→ Exercise instructions:
According to the DNA-seq analysis text below, which workflow tools should be used when projects include many samples or repeated analyses?

→ Document section:
□ □ □ □ □ □ □

21. Reproducibility and workflow automation

Reproducible DNA-seq analysis requires more than a list of tools. It requires consistent references, fixed parameters, versioned software and documented decisions.

Version references Record genome assembly, FASTA checksum, annotation version and target BED version.
Use environments Use mamba/conda, containers or workflow-managed software environments.
Automate workflows Use Nextflow or Snakemake when projects include many samples or repeated analyses.
Keep audit trails Preserve logs, MultiQC reports, variant filters and manual review decisions.

22. DNA-seq data analysis cheat sheet

Step Common tools Main outputs
FASTQ QC FastQC, fastp, MultiQC Read-quality reports and sample-level QC summary.
Trimming fastp, Cutadapt, Trimmomatic Trimmed FASTQ files and preprocessing reports.
Alignment BWA-MEM, BWA-MEM2, Bowtie2, minimap2 SAM/BAM/CRAM alignments.
BAM processing SAMtools, Picard, GATK tools Sorted, indexed, duplicate-marked BAM/CRAM files.
Coverage QC mosdepth, bedtools, Picard, Qualimap Coverage tables, target metrics and coverage gaps.
Germline variants GATK HaplotypeCaller, DeepVariant, bcftools, FreeBayes VCF/gVCF variant files.

□ □ □ □ □ □ □

→ Data block:

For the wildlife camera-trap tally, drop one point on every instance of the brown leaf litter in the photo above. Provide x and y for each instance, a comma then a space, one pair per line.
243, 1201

□ □ □ □ □ □ □

→ Result:
Nextflow or Snakemake.